(Point localization data)
* * * * * * * * *
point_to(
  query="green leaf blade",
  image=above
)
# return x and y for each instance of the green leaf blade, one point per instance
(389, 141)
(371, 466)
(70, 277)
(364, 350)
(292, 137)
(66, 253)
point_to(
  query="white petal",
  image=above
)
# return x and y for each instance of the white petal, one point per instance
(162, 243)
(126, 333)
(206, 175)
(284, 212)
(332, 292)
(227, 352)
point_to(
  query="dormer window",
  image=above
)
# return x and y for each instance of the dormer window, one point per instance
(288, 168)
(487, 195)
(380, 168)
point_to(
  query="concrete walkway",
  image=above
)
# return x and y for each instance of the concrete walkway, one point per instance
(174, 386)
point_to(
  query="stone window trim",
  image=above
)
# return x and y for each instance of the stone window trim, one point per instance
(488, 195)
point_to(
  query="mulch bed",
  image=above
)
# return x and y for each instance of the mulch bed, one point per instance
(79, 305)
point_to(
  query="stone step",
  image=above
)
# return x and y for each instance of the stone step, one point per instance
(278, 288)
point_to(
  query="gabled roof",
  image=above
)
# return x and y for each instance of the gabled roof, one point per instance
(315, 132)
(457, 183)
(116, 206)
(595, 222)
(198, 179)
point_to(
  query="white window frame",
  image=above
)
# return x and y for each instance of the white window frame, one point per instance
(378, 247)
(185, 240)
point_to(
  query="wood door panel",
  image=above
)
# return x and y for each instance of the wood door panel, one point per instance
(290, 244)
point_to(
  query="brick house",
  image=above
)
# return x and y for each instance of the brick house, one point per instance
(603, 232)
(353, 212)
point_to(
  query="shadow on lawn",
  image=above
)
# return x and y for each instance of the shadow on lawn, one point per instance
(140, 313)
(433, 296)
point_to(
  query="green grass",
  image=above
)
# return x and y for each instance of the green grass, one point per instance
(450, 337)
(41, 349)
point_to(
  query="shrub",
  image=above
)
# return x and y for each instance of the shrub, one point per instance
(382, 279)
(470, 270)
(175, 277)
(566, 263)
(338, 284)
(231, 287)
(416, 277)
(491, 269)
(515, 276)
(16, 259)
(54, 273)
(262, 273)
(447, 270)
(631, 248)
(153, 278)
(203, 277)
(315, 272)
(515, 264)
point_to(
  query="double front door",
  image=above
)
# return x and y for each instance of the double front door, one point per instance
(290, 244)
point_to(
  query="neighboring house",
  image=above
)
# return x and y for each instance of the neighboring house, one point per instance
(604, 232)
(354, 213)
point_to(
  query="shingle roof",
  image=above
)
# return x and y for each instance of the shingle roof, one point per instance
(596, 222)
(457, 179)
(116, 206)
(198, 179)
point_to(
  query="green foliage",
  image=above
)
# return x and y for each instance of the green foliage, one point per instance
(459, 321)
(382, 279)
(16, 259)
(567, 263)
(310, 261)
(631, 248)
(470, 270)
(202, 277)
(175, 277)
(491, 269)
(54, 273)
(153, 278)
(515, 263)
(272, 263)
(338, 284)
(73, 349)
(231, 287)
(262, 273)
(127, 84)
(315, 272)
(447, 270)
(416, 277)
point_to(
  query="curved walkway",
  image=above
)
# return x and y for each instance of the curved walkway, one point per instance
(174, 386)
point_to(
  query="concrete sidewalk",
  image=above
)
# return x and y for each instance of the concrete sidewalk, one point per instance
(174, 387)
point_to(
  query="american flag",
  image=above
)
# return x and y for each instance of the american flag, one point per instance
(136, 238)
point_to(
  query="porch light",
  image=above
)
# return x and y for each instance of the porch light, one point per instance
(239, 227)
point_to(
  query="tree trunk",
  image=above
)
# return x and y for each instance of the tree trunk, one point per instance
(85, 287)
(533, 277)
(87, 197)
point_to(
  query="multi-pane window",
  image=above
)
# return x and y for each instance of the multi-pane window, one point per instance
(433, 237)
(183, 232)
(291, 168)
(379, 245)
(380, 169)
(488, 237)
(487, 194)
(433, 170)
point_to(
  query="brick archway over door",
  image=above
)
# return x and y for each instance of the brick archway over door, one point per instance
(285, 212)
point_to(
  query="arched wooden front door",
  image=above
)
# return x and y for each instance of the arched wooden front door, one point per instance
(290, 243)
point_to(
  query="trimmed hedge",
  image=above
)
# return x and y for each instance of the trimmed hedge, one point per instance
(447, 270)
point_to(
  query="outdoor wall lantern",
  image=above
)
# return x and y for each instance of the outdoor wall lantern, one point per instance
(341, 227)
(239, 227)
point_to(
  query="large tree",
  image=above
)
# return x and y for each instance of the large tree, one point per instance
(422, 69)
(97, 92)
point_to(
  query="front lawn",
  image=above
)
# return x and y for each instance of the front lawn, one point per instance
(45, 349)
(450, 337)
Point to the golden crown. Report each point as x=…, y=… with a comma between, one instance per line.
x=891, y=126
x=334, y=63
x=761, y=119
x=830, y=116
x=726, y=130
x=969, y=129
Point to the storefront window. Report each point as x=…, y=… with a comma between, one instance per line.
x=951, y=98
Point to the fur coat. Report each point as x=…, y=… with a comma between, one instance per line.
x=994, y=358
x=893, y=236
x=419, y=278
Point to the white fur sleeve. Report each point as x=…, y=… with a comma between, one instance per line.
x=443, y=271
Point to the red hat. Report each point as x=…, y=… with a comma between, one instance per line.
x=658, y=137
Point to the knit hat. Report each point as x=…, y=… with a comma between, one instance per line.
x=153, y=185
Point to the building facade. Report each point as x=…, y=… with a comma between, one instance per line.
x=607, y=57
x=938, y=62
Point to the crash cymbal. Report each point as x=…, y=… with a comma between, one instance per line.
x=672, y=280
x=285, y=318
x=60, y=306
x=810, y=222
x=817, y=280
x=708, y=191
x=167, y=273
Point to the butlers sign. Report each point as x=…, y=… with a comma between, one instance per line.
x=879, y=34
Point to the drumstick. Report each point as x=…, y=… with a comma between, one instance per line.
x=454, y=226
* * * * * * * * *
About this task => With nothing omitted, set down all of the records again.

Response box =>
point_to(
  query="green leaf blade",
  image=above
)
# return x and y for each instance of the green leaf blade, one point per instance
(389, 141)
(371, 466)
(70, 277)
(364, 350)
(292, 137)
(66, 253)
point_to(
  query="white petal",
  image=above
)
# return x and y for each instance of the white petal, one point per instance
(162, 243)
(126, 333)
(206, 175)
(284, 212)
(332, 292)
(227, 352)
point_to(
  query="dormer window",
  image=above
)
# return x and y for each instance of the dormer window, one point per instance
(288, 168)
(487, 195)
(380, 168)
point_to(
  query="concrete walkway",
  image=above
)
# return x and y for each instance of the concrete walkway, one point per instance
(174, 386)
point_to(
  query="stone window trim",
  image=above
)
# return x and y for each instance of the stone window trim, one point per instance
(488, 195)
point_to(
  query="mulch bed",
  image=above
)
# return x and y for each instance of the mulch bed, one point per instance
(79, 305)
point_to(
  query="stone step",
  image=above
)
# return x and y for each instance of the stone step, one point per instance
(278, 288)
point_to(
  query="gabled roof",
  image=above
)
# return x and y for each instance of the gabled roof, one point per instance
(315, 132)
(457, 183)
(116, 206)
(595, 222)
(198, 179)
point_to(
  query="white window frame",
  image=above
)
# return x and y for each instance of the white window frame, one point per instance
(378, 247)
(185, 240)
point_to(
  query="wood door panel",
  image=above
)
# return x and y for each instance of the wood door panel, one point per instance
(290, 244)
point_to(
  query="brick house",
  image=above
)
# return x and y for each instance of the brick house, one point per instance
(603, 232)
(353, 212)
point_to(
  query="shadow on lawn",
  image=above
)
# return x and y for each instance of the shadow on lawn, one point per instance
(140, 313)
(433, 296)
point_to(
  query="green grass",
  image=above
)
# return x and y for each instance of the green grass, one point per instance
(450, 337)
(41, 349)
point_to(
  query="shrub",
  image=above
)
# return x and y for each instance of the shrub, one point per instance
(382, 279)
(470, 270)
(175, 277)
(566, 263)
(338, 284)
(231, 287)
(416, 277)
(491, 269)
(515, 276)
(16, 259)
(54, 273)
(262, 273)
(447, 270)
(631, 248)
(153, 278)
(203, 277)
(315, 272)
(515, 264)
point_to(
  query="double front door",
  image=above
)
# return x and y for each instance of the double front door, one point per instance
(290, 244)
point_to(
  query="neighboring house",
  image=above
)
# return x and y for each instance of the neighboring house, one point per instance
(604, 232)
(354, 213)
point_to(
  query="shingle roof",
  image=above
)
# return x and y for each instance of the shingle roof, one point per instance
(596, 222)
(457, 179)
(116, 206)
(198, 179)
point_to(
  query="green foliage",
  image=above
)
# return x and y for each instance of the green foliage, one point per instance
(459, 321)
(382, 279)
(16, 259)
(567, 263)
(310, 261)
(631, 248)
(470, 270)
(202, 277)
(175, 277)
(491, 269)
(54, 273)
(153, 278)
(515, 263)
(272, 263)
(338, 284)
(73, 349)
(231, 287)
(262, 273)
(127, 84)
(315, 272)
(447, 270)
(416, 277)
point_to(
  query="curved walkway",
  image=above
)
# return x and y for each instance of the curved walkway, one point per instance
(174, 386)
point_to(
  query="concrete sidewalk",
  image=above
)
# return x and y for each instance of the concrete sidewalk, one point per instance
(174, 387)
point_to(
  query="american flag",
  image=above
)
# return x and y for each instance of the american flag, one point per instance
(136, 238)
point_to(
  query="porch light",
  image=above
)
# return x and y for each instance of the porch light, one point per instance
(239, 227)
point_to(
  query="tree trunk",
  image=above
)
# return x and y for each instance of the tree trunk, one point per instance
(85, 287)
(533, 277)
(87, 197)
point_to(
  query="multi-pane window",
  image=above
)
# return x and y for each instance of the multi-pane window, one point per instance
(433, 237)
(183, 232)
(291, 168)
(379, 245)
(380, 169)
(488, 237)
(487, 194)
(433, 170)
point_to(
  query="brick archway over door",
  image=above
)
# return x and y for each instance of the brick archway over door, one point per instance
(285, 212)
point_to(
  query="arched wooden front door",
  image=above
)
# return x and y for each instance of the arched wooden front door, one point per instance
(290, 243)
point_to(
  query="trimmed hedge",
  image=above
)
# return x and y for each instance of the trimmed hedge, one point per instance
(447, 270)
point_to(
  query="outdoor wall lantern",
  image=above
)
# return x and y for each instance of the outdoor wall lantern, one point per instance
(341, 227)
(239, 227)
point_to(
  query="large tree",
  image=above
)
# return x and y for each instance of the large tree, one point per instance
(422, 69)
(97, 92)
point_to(
  query="front lawn",
  image=above
)
# return x and y for each instance of the front lawn, one point per instance
(45, 349)
(450, 337)
Point to the golden crown. Report each point as x=…, y=… with a comma between, one instance per line.
x=891, y=126
x=334, y=63
x=761, y=119
x=830, y=116
x=726, y=130
x=969, y=129
Point to the storefront window. Report each point as x=…, y=… with a comma between, one instance per line.
x=951, y=98
Point to the fur coat. Report each point as x=…, y=… with a comma between, one instance per line.
x=994, y=358
x=893, y=236
x=419, y=278
Point to the white fur sleeve. Report each point as x=…, y=… with a comma between, one instance per line.
x=443, y=271
Point to the red hat. Report each point as x=…, y=… with a comma between, one instance per line.
x=658, y=137
Point to the knit hat. Report each point as x=…, y=… with a comma between, one instance per line.
x=153, y=185
Point to the building facade. Report each point as x=…, y=… with a comma between, one instance per line.
x=607, y=57
x=938, y=62
Point to the crash cymbal. Report each point as x=…, y=… with a comma between, one instance per line.
x=672, y=280
x=285, y=318
x=60, y=306
x=810, y=222
x=817, y=280
x=708, y=191
x=167, y=273
Point to the butlers sign. Report each point as x=…, y=… with a comma between, one instance per line.
x=879, y=34
Point to the drumstick. Report each point as x=…, y=… with a comma between, one instance per line.
x=454, y=226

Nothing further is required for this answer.